__Your objective__.
Collect every line of the records that contains the string "stone", matching its case exactly. Copy each such line in full.

(Pointing dataset records)
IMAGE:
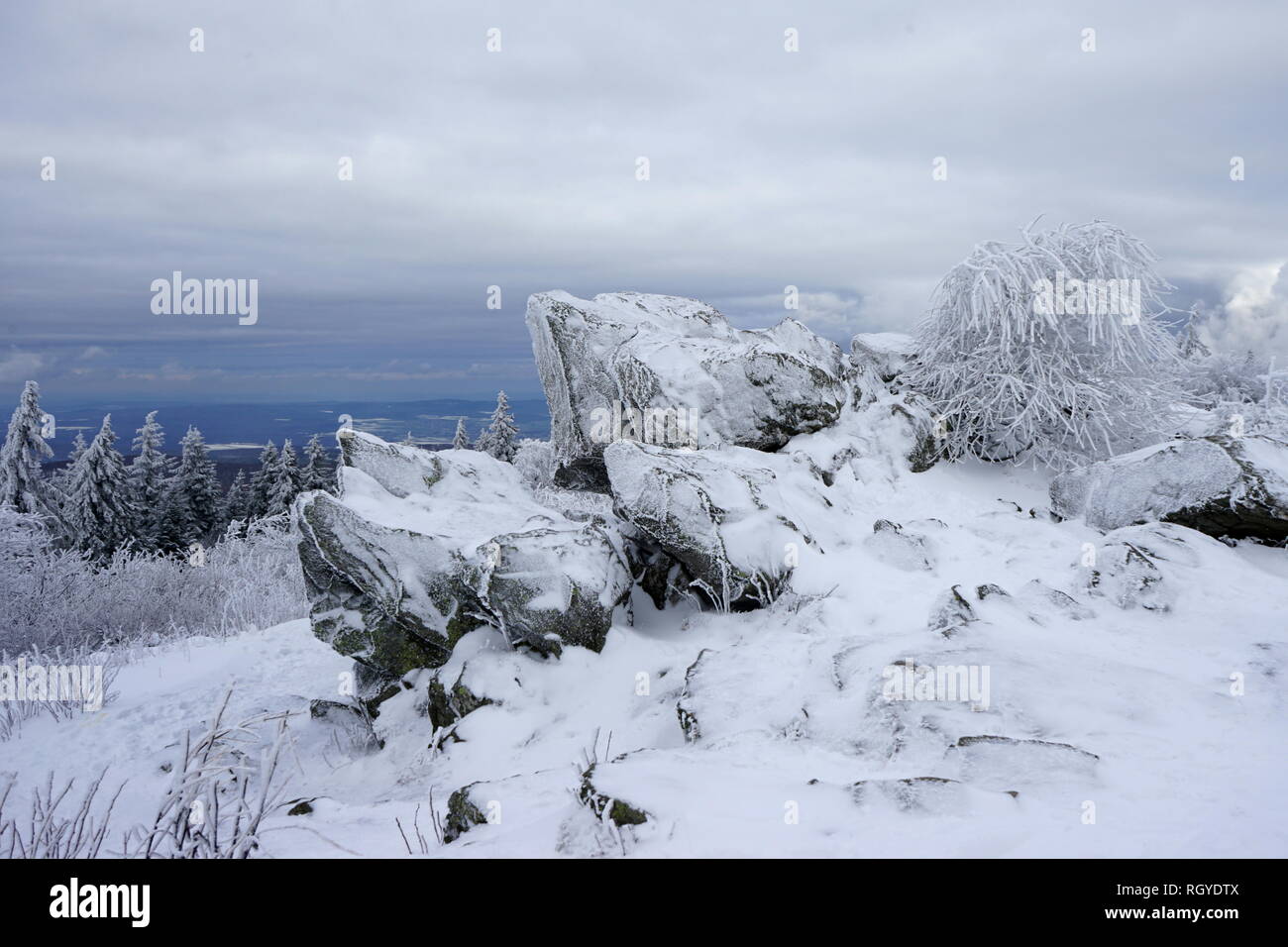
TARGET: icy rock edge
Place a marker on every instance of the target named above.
(421, 548)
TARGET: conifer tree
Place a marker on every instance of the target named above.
(22, 484)
(236, 499)
(149, 472)
(283, 482)
(197, 484)
(99, 510)
(498, 437)
(462, 442)
(262, 480)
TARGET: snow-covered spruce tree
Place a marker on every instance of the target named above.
(22, 484)
(316, 474)
(236, 499)
(99, 509)
(197, 486)
(174, 526)
(1050, 351)
(59, 482)
(261, 482)
(283, 480)
(149, 472)
(462, 440)
(498, 440)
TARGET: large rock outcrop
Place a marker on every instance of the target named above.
(1222, 486)
(421, 548)
(735, 519)
(679, 373)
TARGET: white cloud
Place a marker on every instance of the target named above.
(21, 367)
(1253, 315)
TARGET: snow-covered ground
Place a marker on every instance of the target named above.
(786, 707)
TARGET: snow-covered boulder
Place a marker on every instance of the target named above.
(421, 548)
(674, 372)
(735, 519)
(1223, 486)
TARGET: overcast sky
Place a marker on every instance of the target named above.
(518, 169)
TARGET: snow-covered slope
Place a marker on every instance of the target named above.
(795, 749)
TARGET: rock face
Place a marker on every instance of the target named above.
(721, 514)
(681, 371)
(421, 548)
(1223, 486)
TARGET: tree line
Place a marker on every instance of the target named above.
(163, 502)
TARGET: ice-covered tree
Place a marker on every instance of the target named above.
(99, 510)
(462, 441)
(498, 440)
(283, 480)
(316, 474)
(149, 472)
(60, 480)
(22, 484)
(236, 500)
(1051, 350)
(262, 480)
(196, 483)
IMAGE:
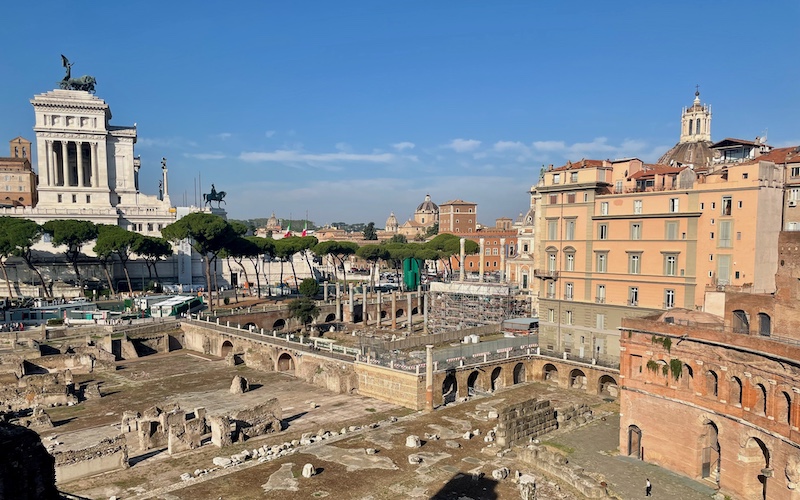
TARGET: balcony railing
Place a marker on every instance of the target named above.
(545, 274)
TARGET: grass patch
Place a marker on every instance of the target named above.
(561, 447)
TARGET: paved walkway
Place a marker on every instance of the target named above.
(595, 448)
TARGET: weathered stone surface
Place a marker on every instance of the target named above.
(413, 441)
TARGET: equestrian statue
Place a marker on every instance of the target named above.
(85, 82)
(219, 197)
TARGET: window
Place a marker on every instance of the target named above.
(636, 231)
(669, 299)
(602, 231)
(552, 229)
(672, 230)
(635, 263)
(601, 262)
(570, 229)
(600, 298)
(727, 205)
(633, 296)
(725, 233)
(600, 321)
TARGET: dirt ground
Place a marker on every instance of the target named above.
(344, 469)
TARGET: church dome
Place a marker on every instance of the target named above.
(428, 205)
(273, 221)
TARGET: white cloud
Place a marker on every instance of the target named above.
(463, 145)
(204, 156)
(298, 156)
(403, 145)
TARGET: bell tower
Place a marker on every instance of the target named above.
(696, 121)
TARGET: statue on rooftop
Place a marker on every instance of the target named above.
(85, 82)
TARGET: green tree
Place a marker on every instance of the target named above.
(24, 233)
(74, 234)
(369, 232)
(266, 249)
(120, 241)
(309, 288)
(303, 309)
(208, 234)
(152, 250)
(373, 254)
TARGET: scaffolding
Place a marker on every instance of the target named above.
(460, 305)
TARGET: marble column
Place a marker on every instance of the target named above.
(64, 164)
(481, 261)
(95, 174)
(79, 155)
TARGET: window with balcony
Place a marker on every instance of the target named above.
(601, 262)
(552, 229)
(634, 263)
(727, 205)
(669, 298)
(602, 231)
(570, 229)
(636, 231)
(672, 230)
(570, 265)
(725, 234)
(670, 265)
(633, 296)
(600, 296)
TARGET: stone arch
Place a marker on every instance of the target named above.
(450, 387)
(496, 380)
(577, 379)
(634, 442)
(710, 452)
(472, 382)
(712, 384)
(764, 324)
(550, 373)
(285, 362)
(740, 322)
(735, 392)
(227, 348)
(760, 399)
(687, 377)
(755, 460)
(783, 407)
(519, 373)
(607, 386)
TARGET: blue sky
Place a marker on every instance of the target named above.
(350, 110)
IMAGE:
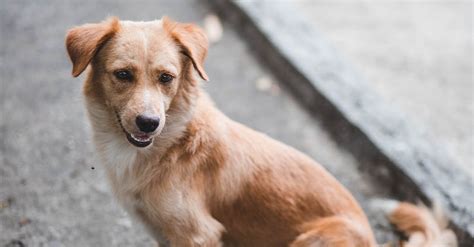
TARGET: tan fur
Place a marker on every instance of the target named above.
(205, 180)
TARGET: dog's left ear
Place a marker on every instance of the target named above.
(192, 41)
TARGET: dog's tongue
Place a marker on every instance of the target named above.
(141, 137)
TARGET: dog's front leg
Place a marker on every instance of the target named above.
(206, 232)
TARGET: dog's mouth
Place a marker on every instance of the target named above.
(138, 140)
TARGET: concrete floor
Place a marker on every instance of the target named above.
(49, 195)
(417, 54)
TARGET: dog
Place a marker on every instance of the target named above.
(191, 175)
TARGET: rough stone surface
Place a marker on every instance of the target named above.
(52, 190)
(417, 55)
(379, 135)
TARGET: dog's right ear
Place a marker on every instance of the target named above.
(83, 42)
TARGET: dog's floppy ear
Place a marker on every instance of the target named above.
(83, 42)
(192, 41)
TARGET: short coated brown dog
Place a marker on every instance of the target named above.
(191, 175)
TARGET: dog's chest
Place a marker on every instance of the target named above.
(155, 208)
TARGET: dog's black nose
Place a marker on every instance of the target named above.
(147, 124)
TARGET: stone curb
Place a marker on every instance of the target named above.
(390, 146)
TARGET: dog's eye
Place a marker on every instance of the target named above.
(165, 78)
(123, 75)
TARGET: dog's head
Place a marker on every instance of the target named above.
(138, 69)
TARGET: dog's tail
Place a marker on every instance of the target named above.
(424, 227)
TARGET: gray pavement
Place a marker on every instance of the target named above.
(49, 193)
(416, 54)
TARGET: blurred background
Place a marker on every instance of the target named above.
(416, 55)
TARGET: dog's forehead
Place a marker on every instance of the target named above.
(143, 42)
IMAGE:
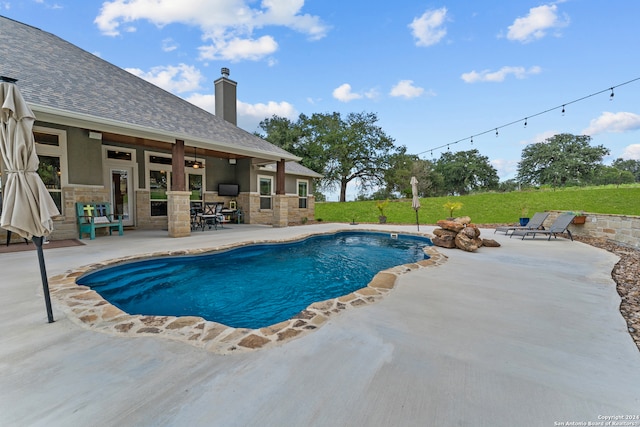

__Task result__.
TARGET: weathered stone surface
TARGET: stone arch
TARGET: rough stone surface
TARGET: stone curb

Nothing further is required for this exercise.